> [PROBLEM STATEMENT]
Transcribe the records word for word, from the line containing "Annotate the entrance" through the end of the records, including both of those lines.

--- BEGIN PROVIDED RECORDS ---

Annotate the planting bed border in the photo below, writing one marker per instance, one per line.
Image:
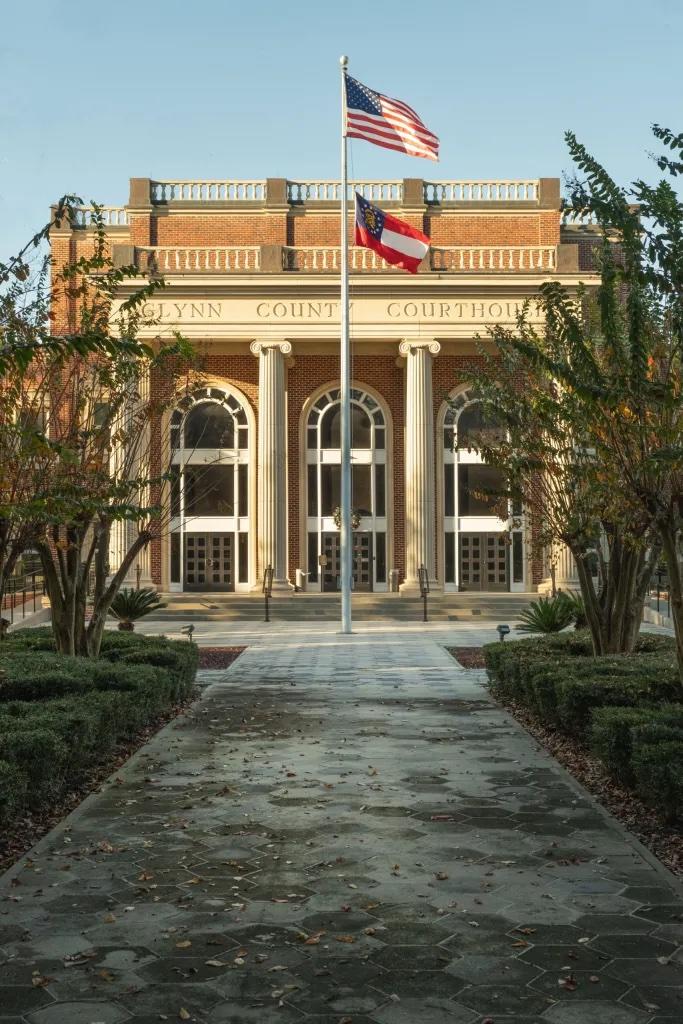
(665, 842)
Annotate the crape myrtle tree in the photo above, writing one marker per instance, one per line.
(88, 459)
(599, 426)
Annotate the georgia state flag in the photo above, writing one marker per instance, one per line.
(392, 239)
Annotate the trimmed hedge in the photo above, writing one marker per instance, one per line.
(616, 732)
(59, 716)
(629, 708)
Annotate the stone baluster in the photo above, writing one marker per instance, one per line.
(420, 486)
(272, 458)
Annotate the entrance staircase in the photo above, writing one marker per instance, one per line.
(290, 606)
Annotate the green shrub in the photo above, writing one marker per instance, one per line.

--- END PROVIDED RECORDS ---

> [THE COMPLETED TASK]
Annotate the entrance staircase in the photo above, writing one marker per instance, one per line.
(290, 606)
Annotate the green shrub in the photo above, writing one marker per instance, one per line.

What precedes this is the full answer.